- [Written exercise]
Repeat the records below word for word, from the first line through the line containing "(1047, 484)", including that line.

[Dataset entries]
____________

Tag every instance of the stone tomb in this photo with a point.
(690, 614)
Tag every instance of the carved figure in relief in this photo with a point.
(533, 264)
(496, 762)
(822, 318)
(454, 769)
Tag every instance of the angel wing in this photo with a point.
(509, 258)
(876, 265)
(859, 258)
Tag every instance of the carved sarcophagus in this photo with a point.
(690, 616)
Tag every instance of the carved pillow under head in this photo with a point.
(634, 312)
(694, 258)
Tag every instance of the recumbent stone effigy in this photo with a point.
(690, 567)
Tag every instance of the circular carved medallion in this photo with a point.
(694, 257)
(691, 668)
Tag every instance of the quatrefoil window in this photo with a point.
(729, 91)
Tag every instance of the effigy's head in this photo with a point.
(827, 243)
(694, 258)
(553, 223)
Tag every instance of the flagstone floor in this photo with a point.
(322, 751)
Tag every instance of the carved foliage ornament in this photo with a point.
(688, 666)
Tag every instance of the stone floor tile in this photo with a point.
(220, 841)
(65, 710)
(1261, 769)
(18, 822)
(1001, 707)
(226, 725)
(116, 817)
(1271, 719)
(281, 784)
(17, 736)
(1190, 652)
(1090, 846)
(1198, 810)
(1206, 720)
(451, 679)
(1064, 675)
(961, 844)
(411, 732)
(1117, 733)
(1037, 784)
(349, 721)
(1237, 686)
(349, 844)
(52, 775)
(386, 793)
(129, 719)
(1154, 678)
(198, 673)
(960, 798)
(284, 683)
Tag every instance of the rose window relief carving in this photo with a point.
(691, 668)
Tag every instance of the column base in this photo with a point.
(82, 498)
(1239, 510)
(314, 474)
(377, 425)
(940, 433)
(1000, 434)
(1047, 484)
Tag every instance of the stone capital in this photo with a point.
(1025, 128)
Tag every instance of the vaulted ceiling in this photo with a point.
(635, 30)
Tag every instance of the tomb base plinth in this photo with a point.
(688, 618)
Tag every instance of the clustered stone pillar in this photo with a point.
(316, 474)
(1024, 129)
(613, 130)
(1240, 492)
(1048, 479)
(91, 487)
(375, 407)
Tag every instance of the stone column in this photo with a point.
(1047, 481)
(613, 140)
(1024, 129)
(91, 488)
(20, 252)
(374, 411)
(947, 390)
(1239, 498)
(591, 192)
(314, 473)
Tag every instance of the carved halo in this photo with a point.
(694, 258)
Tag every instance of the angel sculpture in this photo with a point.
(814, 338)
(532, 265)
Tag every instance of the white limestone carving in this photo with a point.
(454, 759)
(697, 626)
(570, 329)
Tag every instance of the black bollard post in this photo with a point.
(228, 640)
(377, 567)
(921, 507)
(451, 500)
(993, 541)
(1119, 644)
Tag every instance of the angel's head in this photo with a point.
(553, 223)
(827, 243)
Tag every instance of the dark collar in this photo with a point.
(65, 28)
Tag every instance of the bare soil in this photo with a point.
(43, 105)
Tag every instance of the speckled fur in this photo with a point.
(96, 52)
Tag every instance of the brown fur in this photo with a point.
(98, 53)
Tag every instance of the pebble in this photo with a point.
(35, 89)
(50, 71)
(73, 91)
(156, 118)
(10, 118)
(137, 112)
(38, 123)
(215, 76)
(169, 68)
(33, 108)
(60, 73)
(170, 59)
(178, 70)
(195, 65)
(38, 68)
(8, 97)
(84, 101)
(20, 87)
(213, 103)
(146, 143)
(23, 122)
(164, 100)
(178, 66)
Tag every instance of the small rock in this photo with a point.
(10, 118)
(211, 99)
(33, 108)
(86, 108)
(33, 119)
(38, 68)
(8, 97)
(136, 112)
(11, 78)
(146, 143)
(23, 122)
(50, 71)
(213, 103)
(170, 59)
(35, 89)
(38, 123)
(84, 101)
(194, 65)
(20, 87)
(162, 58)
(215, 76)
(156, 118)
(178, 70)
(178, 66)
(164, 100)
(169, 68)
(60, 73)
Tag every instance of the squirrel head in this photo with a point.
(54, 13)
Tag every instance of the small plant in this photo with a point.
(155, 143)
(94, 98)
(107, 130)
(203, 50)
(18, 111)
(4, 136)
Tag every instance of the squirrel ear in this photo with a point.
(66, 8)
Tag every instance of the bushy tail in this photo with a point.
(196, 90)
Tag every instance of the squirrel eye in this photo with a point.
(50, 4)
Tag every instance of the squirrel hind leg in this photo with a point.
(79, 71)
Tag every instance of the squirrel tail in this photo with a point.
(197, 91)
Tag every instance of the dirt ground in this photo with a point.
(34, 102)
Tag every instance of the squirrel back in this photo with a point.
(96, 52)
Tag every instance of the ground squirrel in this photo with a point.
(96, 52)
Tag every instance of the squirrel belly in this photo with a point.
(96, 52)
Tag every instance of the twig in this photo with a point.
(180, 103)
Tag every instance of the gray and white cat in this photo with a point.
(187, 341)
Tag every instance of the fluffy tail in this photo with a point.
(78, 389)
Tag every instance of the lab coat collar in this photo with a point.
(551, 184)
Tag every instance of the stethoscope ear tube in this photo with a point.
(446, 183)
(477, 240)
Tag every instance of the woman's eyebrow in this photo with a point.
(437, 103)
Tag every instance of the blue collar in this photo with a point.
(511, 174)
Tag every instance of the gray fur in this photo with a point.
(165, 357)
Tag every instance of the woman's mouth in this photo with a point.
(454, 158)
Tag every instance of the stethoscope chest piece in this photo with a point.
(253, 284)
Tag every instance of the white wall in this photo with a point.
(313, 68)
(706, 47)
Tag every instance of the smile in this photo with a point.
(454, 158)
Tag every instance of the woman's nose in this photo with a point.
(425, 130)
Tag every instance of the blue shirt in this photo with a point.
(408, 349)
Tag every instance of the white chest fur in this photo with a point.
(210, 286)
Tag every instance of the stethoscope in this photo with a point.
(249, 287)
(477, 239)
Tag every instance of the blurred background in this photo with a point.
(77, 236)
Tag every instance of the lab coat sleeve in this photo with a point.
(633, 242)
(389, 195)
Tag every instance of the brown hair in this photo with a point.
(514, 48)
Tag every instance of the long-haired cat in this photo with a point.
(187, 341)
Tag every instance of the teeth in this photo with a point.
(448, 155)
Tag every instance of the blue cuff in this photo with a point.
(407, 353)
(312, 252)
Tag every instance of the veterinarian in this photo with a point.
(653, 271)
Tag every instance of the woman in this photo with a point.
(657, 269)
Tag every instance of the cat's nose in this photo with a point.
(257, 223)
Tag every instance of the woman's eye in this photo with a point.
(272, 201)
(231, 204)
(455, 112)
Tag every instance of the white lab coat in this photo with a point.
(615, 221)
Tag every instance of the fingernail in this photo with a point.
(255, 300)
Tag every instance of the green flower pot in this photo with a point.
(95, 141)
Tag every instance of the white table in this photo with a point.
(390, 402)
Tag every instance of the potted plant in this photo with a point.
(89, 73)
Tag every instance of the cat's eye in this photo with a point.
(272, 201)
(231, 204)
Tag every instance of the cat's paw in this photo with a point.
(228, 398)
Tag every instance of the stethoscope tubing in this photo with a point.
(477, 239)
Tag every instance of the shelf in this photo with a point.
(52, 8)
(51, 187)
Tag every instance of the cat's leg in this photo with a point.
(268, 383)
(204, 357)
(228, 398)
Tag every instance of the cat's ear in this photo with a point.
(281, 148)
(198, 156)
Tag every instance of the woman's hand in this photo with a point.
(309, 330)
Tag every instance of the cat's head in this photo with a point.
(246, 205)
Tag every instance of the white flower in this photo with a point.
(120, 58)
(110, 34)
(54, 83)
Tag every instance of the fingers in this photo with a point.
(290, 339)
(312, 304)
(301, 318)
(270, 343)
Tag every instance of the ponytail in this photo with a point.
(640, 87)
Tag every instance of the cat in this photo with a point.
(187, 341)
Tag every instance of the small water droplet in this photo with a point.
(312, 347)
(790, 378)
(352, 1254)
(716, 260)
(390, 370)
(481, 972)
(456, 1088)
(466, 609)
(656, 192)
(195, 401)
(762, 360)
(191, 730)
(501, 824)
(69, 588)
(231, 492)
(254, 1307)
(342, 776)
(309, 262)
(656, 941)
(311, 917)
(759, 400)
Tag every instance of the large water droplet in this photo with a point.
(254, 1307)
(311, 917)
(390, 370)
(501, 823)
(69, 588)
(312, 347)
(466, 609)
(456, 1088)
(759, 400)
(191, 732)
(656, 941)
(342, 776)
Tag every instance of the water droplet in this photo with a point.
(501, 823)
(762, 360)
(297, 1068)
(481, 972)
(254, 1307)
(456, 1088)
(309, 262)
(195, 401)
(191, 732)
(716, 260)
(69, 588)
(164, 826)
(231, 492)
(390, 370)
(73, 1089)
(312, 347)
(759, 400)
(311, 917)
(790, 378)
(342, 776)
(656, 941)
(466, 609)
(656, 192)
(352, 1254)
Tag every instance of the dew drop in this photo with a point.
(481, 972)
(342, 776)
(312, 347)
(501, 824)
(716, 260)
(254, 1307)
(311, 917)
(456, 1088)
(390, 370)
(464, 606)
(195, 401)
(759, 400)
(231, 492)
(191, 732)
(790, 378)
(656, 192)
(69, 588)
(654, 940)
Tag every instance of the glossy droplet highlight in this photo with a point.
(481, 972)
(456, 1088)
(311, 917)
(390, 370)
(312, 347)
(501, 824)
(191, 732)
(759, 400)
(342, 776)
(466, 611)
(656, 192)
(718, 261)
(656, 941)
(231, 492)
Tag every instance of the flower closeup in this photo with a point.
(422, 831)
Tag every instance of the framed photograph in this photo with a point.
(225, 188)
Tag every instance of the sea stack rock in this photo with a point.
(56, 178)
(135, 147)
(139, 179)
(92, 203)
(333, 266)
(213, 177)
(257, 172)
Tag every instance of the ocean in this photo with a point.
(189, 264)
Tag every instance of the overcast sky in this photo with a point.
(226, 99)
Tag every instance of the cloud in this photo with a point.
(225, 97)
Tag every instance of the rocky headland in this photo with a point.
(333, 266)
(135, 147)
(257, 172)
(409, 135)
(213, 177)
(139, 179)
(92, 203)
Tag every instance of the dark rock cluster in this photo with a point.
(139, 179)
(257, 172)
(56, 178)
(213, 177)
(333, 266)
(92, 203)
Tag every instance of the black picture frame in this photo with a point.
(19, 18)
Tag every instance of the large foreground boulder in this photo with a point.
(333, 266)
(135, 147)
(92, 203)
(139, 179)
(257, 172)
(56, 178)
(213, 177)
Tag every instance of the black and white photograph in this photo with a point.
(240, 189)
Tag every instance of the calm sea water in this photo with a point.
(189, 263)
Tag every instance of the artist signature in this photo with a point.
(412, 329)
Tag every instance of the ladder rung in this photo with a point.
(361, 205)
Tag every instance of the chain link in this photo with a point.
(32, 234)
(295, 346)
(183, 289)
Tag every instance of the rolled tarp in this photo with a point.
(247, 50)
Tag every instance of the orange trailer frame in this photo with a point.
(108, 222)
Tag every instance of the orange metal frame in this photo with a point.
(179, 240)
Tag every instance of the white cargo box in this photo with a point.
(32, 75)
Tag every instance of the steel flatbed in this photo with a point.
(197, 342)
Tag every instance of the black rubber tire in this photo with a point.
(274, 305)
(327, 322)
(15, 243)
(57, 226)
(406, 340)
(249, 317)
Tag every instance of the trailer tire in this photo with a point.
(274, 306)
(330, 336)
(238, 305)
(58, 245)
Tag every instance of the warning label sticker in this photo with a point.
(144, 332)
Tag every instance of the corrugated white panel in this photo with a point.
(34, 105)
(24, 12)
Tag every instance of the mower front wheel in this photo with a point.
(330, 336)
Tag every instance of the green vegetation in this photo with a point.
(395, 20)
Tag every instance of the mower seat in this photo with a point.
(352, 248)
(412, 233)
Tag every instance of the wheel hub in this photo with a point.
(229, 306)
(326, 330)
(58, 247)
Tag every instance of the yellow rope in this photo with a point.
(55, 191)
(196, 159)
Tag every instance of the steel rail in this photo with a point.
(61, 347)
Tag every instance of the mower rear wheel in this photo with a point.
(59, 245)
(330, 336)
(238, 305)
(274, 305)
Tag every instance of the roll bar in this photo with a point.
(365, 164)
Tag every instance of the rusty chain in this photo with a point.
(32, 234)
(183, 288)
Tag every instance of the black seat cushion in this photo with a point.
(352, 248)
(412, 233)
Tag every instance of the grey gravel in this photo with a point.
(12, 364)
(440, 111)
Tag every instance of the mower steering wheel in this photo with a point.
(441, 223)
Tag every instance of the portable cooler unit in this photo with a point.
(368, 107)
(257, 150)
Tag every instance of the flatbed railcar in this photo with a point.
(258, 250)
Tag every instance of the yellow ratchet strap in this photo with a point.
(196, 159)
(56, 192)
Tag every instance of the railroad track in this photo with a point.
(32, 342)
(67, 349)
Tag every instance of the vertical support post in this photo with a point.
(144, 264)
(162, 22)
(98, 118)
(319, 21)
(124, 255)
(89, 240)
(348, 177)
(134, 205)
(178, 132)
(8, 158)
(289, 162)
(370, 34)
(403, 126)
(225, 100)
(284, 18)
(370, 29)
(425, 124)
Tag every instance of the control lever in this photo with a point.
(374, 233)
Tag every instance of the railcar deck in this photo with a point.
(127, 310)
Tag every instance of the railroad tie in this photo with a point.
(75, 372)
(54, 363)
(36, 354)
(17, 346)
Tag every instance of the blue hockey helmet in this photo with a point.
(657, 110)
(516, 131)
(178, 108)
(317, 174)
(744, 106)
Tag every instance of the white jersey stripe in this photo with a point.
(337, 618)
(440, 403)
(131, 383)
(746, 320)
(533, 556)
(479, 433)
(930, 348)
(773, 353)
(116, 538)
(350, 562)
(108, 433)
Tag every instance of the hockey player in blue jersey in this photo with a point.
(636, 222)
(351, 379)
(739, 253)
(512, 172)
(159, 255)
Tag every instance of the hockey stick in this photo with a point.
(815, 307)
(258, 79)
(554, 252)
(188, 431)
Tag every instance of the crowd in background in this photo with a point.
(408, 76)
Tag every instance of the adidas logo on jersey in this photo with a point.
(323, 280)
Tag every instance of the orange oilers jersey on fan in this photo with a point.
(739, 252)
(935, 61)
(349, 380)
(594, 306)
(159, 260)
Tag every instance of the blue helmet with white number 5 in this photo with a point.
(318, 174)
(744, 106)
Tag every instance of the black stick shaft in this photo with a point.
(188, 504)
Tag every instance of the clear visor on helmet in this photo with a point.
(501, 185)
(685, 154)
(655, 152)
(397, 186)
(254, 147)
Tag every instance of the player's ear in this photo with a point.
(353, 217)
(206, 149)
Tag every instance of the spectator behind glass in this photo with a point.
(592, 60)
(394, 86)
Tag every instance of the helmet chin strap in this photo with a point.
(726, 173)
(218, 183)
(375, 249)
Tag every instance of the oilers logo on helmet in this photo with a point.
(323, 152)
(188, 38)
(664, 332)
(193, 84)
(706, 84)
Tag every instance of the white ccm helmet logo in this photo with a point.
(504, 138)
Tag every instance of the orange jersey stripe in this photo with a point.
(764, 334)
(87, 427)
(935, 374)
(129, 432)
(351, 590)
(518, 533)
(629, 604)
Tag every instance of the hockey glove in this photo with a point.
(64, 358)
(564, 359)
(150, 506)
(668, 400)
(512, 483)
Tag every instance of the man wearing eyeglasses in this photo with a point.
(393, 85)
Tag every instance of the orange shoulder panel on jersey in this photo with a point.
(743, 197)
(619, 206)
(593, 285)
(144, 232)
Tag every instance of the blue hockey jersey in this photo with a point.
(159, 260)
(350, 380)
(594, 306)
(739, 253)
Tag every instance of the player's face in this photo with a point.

____________

- [Exercise solution]
Tag every instance of the stone tomb in this photo with a point.
(690, 614)
Tag every instance of the carved figure in relief in this photo with a point.
(533, 264)
(496, 762)
(822, 318)
(454, 769)
Tag every instance of the angel wing in this photo with a point.
(509, 258)
(876, 265)
(859, 258)
Tag every instance of the carved sarcophagus in this photo with a point.
(690, 616)
Tag every instance of the carved pillow under head in this photo with a point.
(634, 312)
(694, 258)
Tag every instance of the recumbent stone effigy in this photo with a point.
(690, 567)
Tag every instance of the circular carved medallion in this photo with a point.
(694, 257)
(691, 668)
Tag every instance of the quatrefoil window in this photo with a point.
(729, 91)
Tag every instance of the effigy's head in this photo with a point.
(827, 243)
(694, 258)
(553, 223)
Tag every instance of the flagstone floor in this photo with a point.
(322, 751)
Tag every instance of the carved foliage ornament in this photo with a point.
(688, 666)
Tag every instance of the stone floor tile in this photo with a point.
(220, 841)
(65, 710)
(1261, 769)
(18, 822)
(1001, 707)
(226, 725)
(116, 817)
(1271, 719)
(281, 784)
(17, 736)
(1190, 652)
(1090, 846)
(1198, 810)
(1206, 720)
(451, 679)
(1064, 675)
(961, 844)
(411, 732)
(1117, 733)
(1037, 784)
(349, 721)
(1237, 686)
(349, 844)
(52, 775)
(386, 793)
(129, 719)
(1154, 678)
(198, 673)
(960, 798)
(284, 683)
Tag every instance of the rose window relief carving in this photo with a point.
(691, 668)
Tag every instance of the column base in this photo with a point.
(82, 498)
(1239, 510)
(314, 474)
(377, 425)
(940, 433)
(1000, 434)
(1047, 484)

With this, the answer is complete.